Exercise prompt> Which lines in the data below contain the word "white"? Copy each of them.

[Stored data]
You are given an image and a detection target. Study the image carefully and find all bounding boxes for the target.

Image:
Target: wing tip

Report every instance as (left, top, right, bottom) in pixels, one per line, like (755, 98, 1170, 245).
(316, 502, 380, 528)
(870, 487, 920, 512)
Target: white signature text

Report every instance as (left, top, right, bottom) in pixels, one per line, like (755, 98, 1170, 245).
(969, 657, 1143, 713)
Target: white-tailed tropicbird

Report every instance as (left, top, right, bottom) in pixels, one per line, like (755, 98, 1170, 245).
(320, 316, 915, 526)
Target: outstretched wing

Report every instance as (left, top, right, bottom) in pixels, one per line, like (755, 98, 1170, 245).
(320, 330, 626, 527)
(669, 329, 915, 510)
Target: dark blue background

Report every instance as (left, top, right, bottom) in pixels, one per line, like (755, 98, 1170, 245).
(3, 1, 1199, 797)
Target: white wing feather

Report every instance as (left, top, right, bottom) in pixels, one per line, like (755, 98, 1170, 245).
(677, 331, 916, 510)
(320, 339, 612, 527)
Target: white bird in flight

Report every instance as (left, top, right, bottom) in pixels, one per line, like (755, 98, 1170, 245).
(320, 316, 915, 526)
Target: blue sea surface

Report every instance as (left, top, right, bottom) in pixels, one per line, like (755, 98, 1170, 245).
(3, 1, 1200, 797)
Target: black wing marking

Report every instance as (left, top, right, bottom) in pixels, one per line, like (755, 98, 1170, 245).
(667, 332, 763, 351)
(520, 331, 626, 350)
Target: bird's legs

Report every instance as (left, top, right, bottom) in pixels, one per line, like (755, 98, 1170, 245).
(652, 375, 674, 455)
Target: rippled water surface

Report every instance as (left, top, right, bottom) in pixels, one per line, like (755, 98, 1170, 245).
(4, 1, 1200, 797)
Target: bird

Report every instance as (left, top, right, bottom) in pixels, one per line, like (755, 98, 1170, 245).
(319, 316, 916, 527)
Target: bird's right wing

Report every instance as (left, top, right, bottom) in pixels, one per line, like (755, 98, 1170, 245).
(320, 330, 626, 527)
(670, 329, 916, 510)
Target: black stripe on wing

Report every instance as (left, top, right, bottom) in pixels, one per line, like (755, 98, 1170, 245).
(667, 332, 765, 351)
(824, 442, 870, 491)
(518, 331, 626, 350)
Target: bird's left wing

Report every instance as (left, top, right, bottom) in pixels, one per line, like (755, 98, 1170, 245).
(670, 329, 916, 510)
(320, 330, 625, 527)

Task output>
Target: white signature text
Target: white-tailed tropicbird
Target: white wing feather
Target: white bird in flight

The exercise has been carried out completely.